Page text:
____________

The club I went to called ‘Melvilles’ at the time (now a church lol) was playing all types of music including HI-NRG like “I was a male stripper in a go go bar” (not me, that was the name of the song ?) and tracks like “Boom Boom, let’s go back to my room” and I loved them. It was the energy they gave off on the dancefloor, just like house music which was uplifting, almost trance like. They also played a lot of electronic bands like OMD, PSB and VISAGE.
Can you remember your first synth or keyboard? What was it like to use?
The first keyboard was a small Casio which had built-in speakers and drums etc, not that great at sounds but you could play about with them to make better ones. It did not have any phono outputs, so I had to tape a microphone to its speaker when doing my early gigs.
What was your set-up when you were producing the demos that would eventually become ‘Future Boy’?
By the time I was working on ‘Future Boy’, I had my Korg T3 and an Akai sequencer, an Akai sampler and a rack mount synth which was by Roland.
It was a long process when writing tunes as you could not copy and paste stuff, it was all step-sequenced so you had to build the tracks part by part which was pain staking at the time.
I also had an old Atari monitor when moving on to Cubase later which was so much better.
How did you come to the attention of PET SHOP BOYS?
They were playing at the SECC in Glasgow, I remember playing ‘Please’ constantly and loved every song. I carried my demo tape with me everywhere I went. We were listening in the car going to the gig and whilst waiting in the venue, my friend Ali bumped into Pete who was their PA at the time (later to be my manager) and said “you’ve got to listen to this, it’s similar to the PET SHOP BOYS!”.
At the time, I had only written ‘Love Is Everywhere’, ‘Heaven’ and ‘Cloud 9’. We were invited to meet them after the show and it was awesome. A month later Pete called me and said “you better start working on an album, the boys want you down in London”, the rest is history.

____________

Entries shown:
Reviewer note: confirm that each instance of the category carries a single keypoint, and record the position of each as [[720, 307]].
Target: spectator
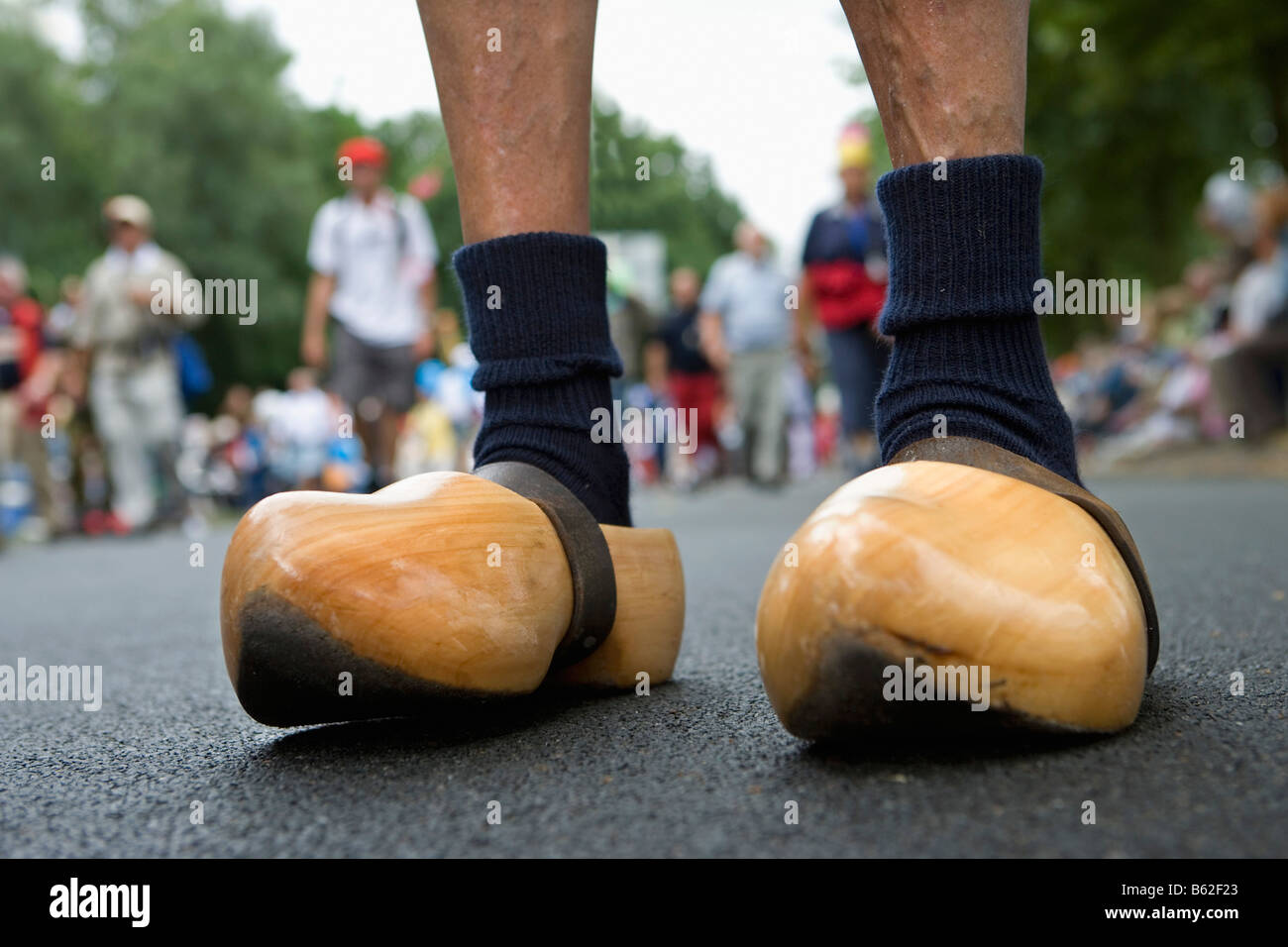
[[301, 424], [133, 377], [373, 256], [692, 382], [1249, 357], [29, 372], [844, 287], [747, 333]]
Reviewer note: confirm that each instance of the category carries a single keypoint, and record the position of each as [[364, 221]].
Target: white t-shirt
[[380, 256], [1258, 294]]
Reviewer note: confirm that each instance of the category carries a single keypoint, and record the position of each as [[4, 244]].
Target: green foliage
[[679, 198], [235, 166], [1129, 132]]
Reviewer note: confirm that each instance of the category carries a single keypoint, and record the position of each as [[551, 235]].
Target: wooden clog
[[954, 558], [439, 587]]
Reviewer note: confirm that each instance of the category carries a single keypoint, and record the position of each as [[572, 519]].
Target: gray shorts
[[361, 369]]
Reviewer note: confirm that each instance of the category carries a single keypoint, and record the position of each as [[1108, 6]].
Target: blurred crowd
[[1207, 359], [761, 371]]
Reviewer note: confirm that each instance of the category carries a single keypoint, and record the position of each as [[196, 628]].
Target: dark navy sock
[[964, 258], [539, 326]]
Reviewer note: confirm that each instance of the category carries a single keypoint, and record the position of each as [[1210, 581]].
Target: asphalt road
[[698, 768]]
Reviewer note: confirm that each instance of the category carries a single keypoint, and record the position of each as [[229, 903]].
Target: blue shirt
[[750, 296]]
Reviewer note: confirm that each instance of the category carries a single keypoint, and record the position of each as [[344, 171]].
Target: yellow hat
[[855, 147]]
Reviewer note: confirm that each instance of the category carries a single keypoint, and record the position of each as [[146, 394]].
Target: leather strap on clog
[[986, 457], [593, 583]]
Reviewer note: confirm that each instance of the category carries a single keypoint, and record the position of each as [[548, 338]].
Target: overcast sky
[[758, 85]]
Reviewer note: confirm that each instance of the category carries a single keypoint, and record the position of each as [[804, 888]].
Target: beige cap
[[128, 209]]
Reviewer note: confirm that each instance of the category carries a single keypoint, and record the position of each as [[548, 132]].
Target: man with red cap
[[373, 256]]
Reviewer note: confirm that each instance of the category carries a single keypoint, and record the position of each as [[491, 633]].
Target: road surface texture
[[699, 767]]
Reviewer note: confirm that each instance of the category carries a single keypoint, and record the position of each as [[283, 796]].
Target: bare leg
[[948, 75], [514, 85], [518, 119]]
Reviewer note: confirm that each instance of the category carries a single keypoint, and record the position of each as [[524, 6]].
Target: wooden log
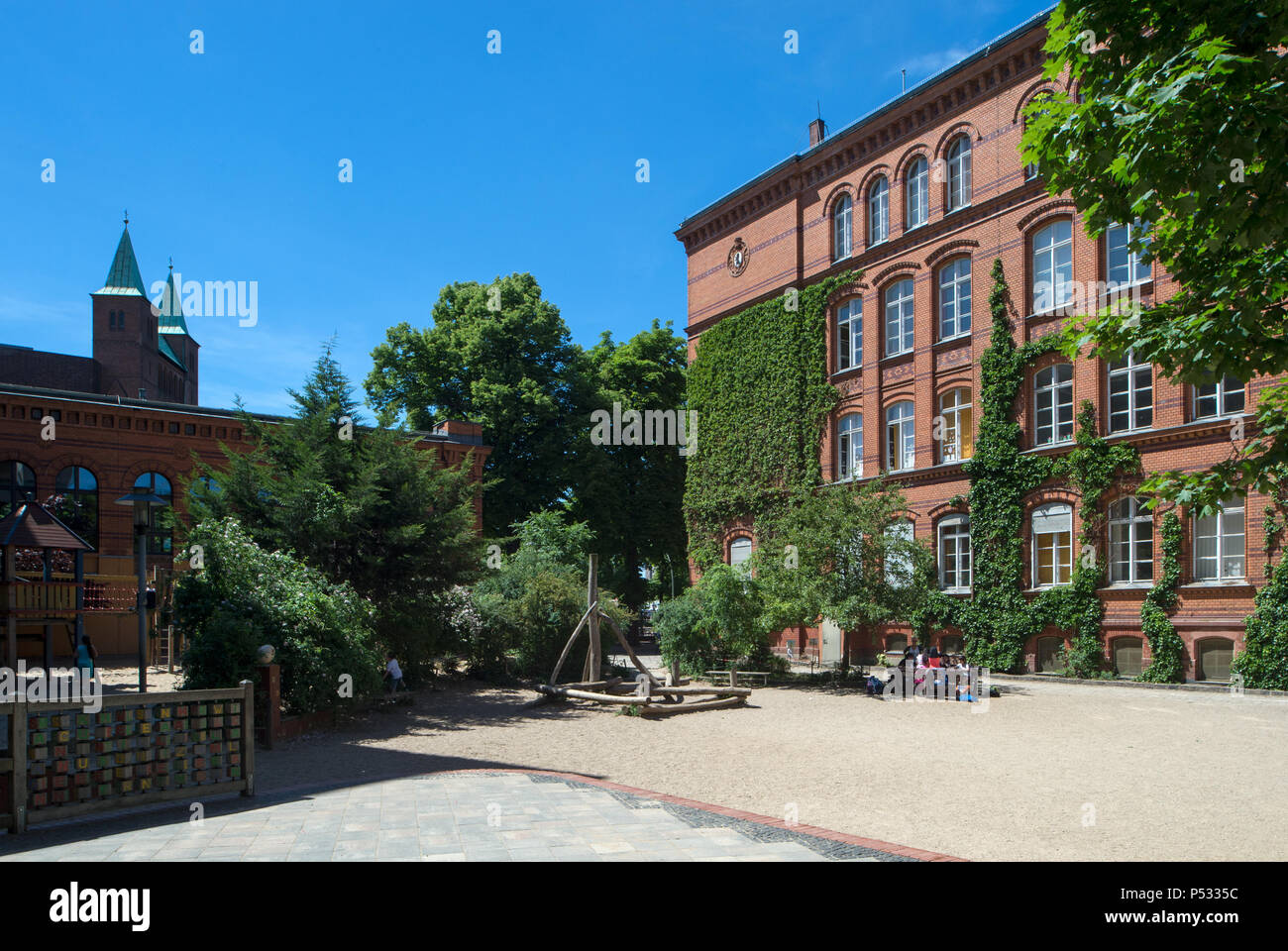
[[717, 703]]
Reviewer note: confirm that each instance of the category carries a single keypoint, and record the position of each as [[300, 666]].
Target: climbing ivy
[[760, 386]]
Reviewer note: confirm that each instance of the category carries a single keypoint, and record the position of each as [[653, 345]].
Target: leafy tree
[[631, 495], [1179, 118], [361, 505], [246, 595], [502, 356]]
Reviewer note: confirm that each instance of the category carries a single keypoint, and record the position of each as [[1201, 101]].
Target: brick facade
[[786, 219]]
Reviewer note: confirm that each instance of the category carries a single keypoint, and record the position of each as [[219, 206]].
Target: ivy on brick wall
[[759, 384]]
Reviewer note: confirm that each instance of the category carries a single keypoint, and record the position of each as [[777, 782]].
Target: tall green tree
[[361, 505], [1179, 118], [498, 355], [631, 493]]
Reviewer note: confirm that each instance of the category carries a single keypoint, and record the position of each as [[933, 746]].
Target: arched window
[[900, 317], [739, 552], [160, 538], [918, 193], [1052, 405], [901, 437], [1131, 394], [1219, 543], [1131, 541], [849, 334], [849, 448], [954, 299], [958, 172], [77, 506], [1052, 265], [879, 210], [954, 553], [842, 228], [16, 482], [957, 435], [1052, 545]]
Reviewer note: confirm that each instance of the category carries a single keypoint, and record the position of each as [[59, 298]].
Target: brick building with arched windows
[[921, 196]]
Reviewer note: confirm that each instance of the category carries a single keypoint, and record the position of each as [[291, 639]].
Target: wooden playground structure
[[647, 693]]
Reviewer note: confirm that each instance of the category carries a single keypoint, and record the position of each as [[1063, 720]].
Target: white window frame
[[958, 172], [842, 228], [954, 530], [1060, 409], [917, 210], [849, 329], [1061, 551], [879, 210], [1222, 393], [1119, 240], [954, 298], [1134, 380], [1225, 543], [1052, 258], [849, 448], [901, 436], [1131, 534], [900, 313]]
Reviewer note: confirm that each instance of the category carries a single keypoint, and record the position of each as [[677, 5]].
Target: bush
[[245, 596]]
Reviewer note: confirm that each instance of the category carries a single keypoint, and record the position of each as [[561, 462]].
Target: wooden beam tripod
[[647, 692]]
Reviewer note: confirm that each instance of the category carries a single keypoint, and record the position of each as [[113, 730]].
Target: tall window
[[160, 539], [879, 210], [954, 553], [1122, 264], [849, 448], [900, 317], [1131, 541], [78, 505], [1052, 265], [1052, 545], [1131, 394], [898, 562], [957, 433], [918, 192], [739, 552], [849, 334], [842, 230], [1054, 405], [1219, 541], [901, 437], [954, 299], [958, 172], [16, 480], [1222, 398]]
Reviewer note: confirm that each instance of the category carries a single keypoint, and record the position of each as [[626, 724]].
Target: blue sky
[[465, 165]]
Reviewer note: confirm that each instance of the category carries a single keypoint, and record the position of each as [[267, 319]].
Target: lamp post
[[142, 502]]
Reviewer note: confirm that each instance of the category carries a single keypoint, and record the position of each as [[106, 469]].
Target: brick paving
[[515, 816]]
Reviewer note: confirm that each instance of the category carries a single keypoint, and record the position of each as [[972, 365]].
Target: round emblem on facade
[[738, 257]]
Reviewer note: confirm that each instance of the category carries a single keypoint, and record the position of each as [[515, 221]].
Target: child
[[393, 674]]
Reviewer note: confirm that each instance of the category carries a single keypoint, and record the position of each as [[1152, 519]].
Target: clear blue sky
[[465, 165]]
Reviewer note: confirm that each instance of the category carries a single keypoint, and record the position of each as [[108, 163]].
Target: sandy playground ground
[[1048, 771]]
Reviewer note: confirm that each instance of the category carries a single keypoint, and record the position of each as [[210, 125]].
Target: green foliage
[[1183, 121], [1166, 648], [760, 386], [372, 510], [246, 596], [498, 355]]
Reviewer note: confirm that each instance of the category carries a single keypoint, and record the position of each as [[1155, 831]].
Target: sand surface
[[1048, 771]]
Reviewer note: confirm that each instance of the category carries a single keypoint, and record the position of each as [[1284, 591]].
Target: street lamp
[[142, 502]]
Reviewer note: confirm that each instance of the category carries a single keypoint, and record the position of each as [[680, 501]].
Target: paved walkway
[[473, 816]]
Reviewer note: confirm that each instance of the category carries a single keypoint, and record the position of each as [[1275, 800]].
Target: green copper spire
[[124, 276]]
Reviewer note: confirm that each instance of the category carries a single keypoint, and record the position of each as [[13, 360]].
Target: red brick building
[[128, 416], [921, 196]]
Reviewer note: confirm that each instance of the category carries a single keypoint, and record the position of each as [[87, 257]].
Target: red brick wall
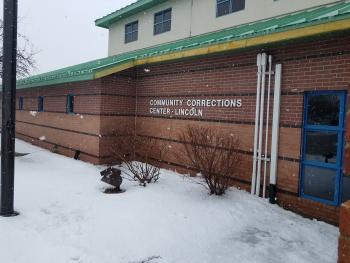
[[316, 65], [123, 99], [344, 239]]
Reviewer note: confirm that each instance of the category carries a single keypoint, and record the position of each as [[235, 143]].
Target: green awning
[[311, 22]]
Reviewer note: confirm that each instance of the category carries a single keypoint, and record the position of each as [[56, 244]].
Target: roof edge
[[300, 33]]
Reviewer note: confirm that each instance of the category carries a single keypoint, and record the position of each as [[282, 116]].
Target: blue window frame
[[70, 103], [224, 7], [323, 145], [162, 22], [20, 103], [41, 104]]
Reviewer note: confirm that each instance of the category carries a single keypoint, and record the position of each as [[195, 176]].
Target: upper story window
[[162, 21], [40, 104], [131, 32], [70, 103], [224, 7], [20, 103]]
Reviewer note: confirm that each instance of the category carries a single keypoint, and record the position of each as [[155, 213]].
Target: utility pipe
[[267, 125], [262, 101], [275, 133], [256, 129]]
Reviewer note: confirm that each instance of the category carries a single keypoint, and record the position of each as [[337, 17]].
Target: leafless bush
[[136, 153], [211, 153]]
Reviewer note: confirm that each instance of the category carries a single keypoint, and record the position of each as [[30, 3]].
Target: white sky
[[63, 31]]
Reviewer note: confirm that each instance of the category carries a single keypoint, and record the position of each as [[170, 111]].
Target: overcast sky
[[63, 31]]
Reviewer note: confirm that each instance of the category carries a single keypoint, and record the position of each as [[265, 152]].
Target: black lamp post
[[8, 108]]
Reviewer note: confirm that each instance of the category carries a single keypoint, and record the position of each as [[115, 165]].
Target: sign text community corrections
[[189, 107]]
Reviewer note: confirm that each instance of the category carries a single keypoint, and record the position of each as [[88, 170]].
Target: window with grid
[[20, 103], [70, 103], [162, 21], [224, 7], [322, 177], [40, 104], [131, 32]]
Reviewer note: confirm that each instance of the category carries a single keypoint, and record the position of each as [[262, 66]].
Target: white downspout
[[262, 101], [267, 126], [275, 133], [258, 87]]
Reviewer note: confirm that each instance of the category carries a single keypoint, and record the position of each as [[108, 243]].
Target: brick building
[[211, 80]]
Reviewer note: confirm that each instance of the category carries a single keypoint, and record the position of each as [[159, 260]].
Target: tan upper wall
[[195, 17]]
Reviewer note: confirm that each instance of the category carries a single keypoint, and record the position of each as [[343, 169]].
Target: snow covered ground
[[65, 217]]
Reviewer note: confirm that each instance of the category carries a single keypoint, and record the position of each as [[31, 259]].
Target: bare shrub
[[137, 153], [213, 154]]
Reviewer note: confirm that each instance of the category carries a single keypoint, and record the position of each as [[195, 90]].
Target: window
[[224, 7], [20, 103], [162, 22], [131, 32], [70, 103], [40, 104], [322, 176]]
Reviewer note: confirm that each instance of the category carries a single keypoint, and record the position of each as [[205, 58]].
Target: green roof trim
[[321, 16], [127, 11]]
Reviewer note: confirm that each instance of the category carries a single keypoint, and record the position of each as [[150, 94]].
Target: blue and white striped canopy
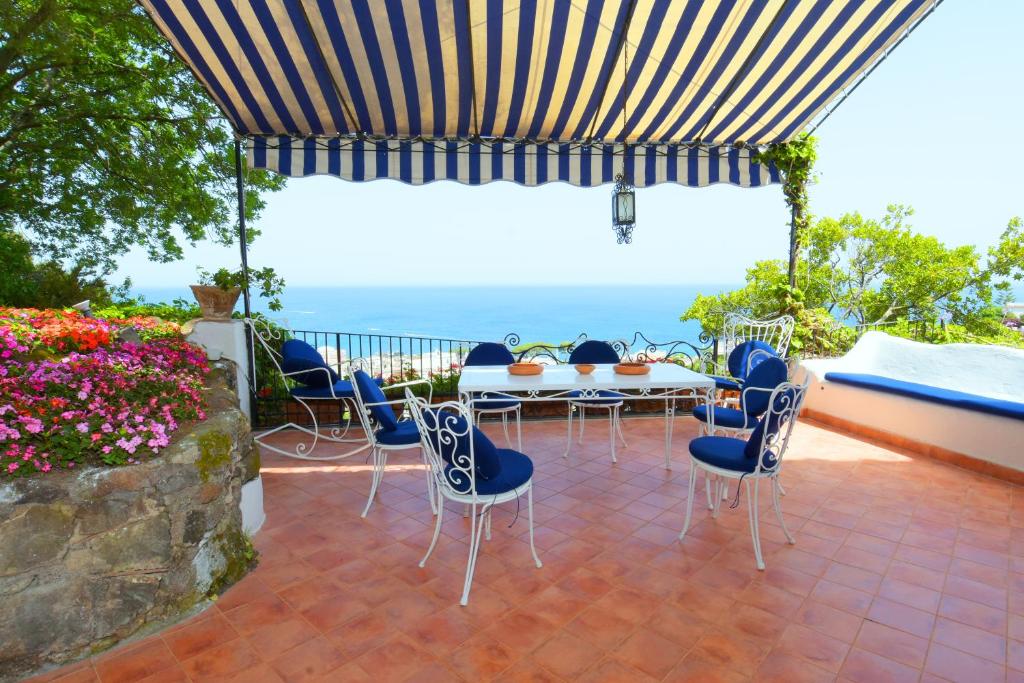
[[527, 90]]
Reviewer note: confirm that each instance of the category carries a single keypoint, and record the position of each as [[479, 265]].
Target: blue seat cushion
[[740, 360], [605, 397], [484, 454], [967, 401], [515, 470], [371, 392], [727, 453], [342, 389], [729, 418], [593, 351], [765, 375], [298, 356], [494, 400], [488, 353], [404, 433], [727, 383]]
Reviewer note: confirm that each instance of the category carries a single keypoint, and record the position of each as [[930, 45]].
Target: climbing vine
[[795, 160]]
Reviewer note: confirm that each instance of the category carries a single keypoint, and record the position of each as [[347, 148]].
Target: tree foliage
[[795, 161], [107, 140], [855, 270]]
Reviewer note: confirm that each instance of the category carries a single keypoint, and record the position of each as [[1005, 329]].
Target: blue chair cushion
[[515, 470], [726, 417], [488, 353], [342, 389], [771, 422], [739, 357], [727, 453], [766, 375], [371, 392], [593, 351], [404, 434], [727, 383], [605, 397], [296, 356], [484, 454], [494, 400], [967, 401]]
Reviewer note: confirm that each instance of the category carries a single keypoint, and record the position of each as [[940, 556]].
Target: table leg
[[670, 412]]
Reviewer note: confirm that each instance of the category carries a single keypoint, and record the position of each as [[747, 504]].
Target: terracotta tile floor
[[904, 568]]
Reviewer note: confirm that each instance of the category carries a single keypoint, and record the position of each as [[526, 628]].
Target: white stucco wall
[[987, 371]]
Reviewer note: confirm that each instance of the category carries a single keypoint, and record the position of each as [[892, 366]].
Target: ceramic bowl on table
[[632, 369], [525, 369]]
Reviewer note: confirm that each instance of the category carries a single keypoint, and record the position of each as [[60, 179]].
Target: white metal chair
[[776, 331], [389, 433], [595, 352], [468, 469], [759, 457], [493, 353], [310, 381]]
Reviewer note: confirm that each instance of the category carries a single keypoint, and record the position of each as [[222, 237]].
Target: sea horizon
[[536, 312]]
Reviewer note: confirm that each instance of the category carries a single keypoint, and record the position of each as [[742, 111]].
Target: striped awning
[[527, 90]]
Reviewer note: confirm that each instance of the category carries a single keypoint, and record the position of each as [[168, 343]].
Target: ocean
[[482, 313]]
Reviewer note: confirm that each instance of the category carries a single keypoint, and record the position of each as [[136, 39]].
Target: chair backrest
[[451, 443], [367, 391], [594, 351], [747, 355], [305, 365], [769, 439], [777, 332], [760, 384], [489, 353]]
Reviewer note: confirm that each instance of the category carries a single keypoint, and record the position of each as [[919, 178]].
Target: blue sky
[[932, 128]]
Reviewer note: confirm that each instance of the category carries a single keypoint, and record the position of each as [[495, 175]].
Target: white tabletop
[[663, 376]]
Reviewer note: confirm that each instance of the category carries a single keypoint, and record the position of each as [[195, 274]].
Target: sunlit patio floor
[[904, 569]]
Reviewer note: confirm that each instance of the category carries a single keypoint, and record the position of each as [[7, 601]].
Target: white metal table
[[666, 380]]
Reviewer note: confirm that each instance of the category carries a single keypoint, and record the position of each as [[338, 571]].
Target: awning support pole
[[794, 246], [244, 246]]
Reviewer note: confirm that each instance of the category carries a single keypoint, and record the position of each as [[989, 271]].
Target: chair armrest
[[742, 399]]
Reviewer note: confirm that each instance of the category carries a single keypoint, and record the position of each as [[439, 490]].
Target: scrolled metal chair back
[[776, 424], [775, 331], [442, 434]]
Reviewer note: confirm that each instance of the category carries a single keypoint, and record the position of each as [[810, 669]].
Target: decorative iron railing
[[397, 357]]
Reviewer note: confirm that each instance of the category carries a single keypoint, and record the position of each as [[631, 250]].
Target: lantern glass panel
[[624, 208]]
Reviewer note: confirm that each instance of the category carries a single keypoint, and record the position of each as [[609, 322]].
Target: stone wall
[[92, 556]]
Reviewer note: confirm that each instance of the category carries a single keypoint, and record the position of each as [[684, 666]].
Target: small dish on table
[[632, 369], [525, 369]]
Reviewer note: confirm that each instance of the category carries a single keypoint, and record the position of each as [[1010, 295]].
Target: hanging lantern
[[624, 210]]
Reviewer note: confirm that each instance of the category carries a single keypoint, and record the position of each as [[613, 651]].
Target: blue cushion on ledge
[[607, 397], [406, 433], [728, 454], [967, 401], [342, 389], [728, 418], [516, 469]]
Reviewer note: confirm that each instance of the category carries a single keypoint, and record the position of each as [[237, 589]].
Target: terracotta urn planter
[[216, 303]]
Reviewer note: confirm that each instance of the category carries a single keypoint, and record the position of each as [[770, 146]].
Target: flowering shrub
[[105, 401]]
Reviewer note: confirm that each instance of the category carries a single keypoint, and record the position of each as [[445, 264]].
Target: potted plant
[[218, 292]]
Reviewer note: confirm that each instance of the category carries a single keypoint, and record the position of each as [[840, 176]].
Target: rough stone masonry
[[93, 556]]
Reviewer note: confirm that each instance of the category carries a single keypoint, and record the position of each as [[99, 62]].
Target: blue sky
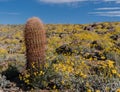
[[59, 11]]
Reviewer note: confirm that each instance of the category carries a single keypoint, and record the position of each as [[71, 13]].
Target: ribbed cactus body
[[35, 40]]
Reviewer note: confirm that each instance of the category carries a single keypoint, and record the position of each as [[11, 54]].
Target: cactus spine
[[35, 40]]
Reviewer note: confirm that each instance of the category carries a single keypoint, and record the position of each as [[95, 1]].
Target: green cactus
[[35, 40]]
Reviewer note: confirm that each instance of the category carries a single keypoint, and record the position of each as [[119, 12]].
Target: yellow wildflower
[[118, 90], [97, 91], [114, 71], [89, 90]]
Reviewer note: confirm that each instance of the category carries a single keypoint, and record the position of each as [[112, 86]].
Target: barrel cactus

____________

Activities:
(A) According to the interview, why did a microphone have to be taped to the first keyboard's speaker during early gigs?
(B) Carry on the interview from its last sentence.
The listing is separate material, unrelated to the interview.

Solved tasks:
(A) The keyboard had no phono outputs.

(B)
‘Heaven Must Have Sent You Back To Me’ was a fine debut single in anyone’s books, exactly what one would imagine Spaghetti Records to be about?
Yes Neil and Chris loved ‘Heaven’ and wanted it out first. Spaghetti Records was something they both created at the time to go with the Italian connection surname that I had. They later added more artists to the label.
You’re best known for your hit ‘Love Is Everywhere’ which looking back now, is quite a bizarre song sounding like THE PROCLAIMERS meeting PET SHOP BOYS and OMD with bagpipes and The Royal Edinburgh Military Tattoo thrown in for good measure… how did this come together in your head and then in the studio?
Haha, yes there is quite a mixture of styles in that tune. I always wanted it to be a Scottish anthem sounding tune and had a crap bagpipe sample playing the main part, but it all just worked. When doing my early gigs, it was the song that got everyone pumped and went down rather well.
When in the studio with the boys, they wanted real bagpipes so we got some guys in to play it, but the bagpipes needed tuning to the correct key to fit the track. Neil also decided to add his backing vocals to it which lifted the chorus to another level. Thinking back, it was all experiments which the boys had fun being involved in.
Had it been the intention for PET SHOP BOYS to be involved in the production of ‘Love Is Everywhere’?
Yes from the get go, it was probably one of the first we started working on in the studio when putting together ‘Future Boy’.
With it, you became a pop pin-up with a ‘Smash Hits’ front cover, how did you find the adulation and also being on TV?
I loved every minute of it; I remember rushing to the newsagents to buy a copy when I was told I was in a magazine.
You have to love it, it’s all about you and if you don’t like it, why are you doing it? Being on TV was amazing too and at the time I always wanted to be on ‘Top Of The Pops’, I was on it but only a few seconds of the video to ‘Love is Everywhere’ as it was the highest climber that week. I was told I was going on the show the following week, but later that week we were told that Michael Jackson was releasing a bloody 10 minute video which they decided to premiere on the show instead!
‘That Loving Feeling’ was also produced by PET SHOP BOYS, what was it like working with them? Are there any funny stories you can recall?
Yes let me get it straight, these boys are so talented, the ideas at the time were flowing and me, being young and naïve, did not respect that as much as I do now. They were the biggest names in the pop industry and they were producing some of my songs! Don’t get me wrong, I was loving every moment of it and thought it was amazing and looking back now it all seems like a dream.
Chris was the joker, he would just come out with some random stuff which would get us all laughing; Neil too, I loved it when he would go off on one about some of the artists at the time in the charts who he thought were not deserving (I will not mention any names).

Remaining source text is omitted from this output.